Quote the entries in full, character for character, without their images.

Content starts

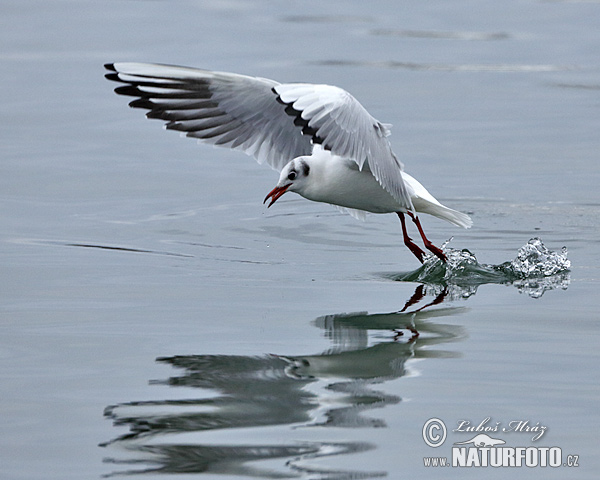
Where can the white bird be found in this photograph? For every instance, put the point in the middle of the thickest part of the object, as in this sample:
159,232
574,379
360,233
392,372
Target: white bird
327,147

Content ends

● Reply:
Where can the white bird be found in this photograph? For every instance, put the point in the middle of the thickest part of the object, as in this sample:
159,232
574,379
360,233
392,372
Target: white bird
327,147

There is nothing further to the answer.